Stored items:

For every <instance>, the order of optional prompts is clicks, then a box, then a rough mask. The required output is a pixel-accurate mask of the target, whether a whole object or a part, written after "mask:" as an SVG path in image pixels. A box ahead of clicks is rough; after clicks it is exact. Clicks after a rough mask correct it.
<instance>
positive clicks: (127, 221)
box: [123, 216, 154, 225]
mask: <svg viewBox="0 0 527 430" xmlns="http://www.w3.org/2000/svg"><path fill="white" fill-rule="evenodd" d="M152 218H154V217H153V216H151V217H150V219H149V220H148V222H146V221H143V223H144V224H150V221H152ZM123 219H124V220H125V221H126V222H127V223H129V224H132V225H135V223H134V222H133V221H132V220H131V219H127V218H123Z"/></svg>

PROBLEM DESCRIPTION: Each entry above should be repeated exactly, with no line left out.

SOLUTION TO THIS PROBLEM:
For every <instance>, the order of optional prompts is clicks, then a box, then a rough mask. The required output is a pixel-accurate mask of the target, whether a whole object or a part, written after "mask:" as an SVG path in image pixels. A box ahead of clicks is rough; after clicks it is exact. Clicks after a rough mask correct it.
<instance>
positive clicks: (127, 221)
box: [123, 216, 154, 225]
mask: <svg viewBox="0 0 527 430" xmlns="http://www.w3.org/2000/svg"><path fill="white" fill-rule="evenodd" d="M152 218H154V217H153V216H151V217H150V219H149V220H148V222H146V221H143V223H144V224H150V221H152ZM123 219H124V220H125V221H126V222H127V223H129V224H132V225H135V223H134V222H133V221H132V220H131V219H127V218H123Z"/></svg>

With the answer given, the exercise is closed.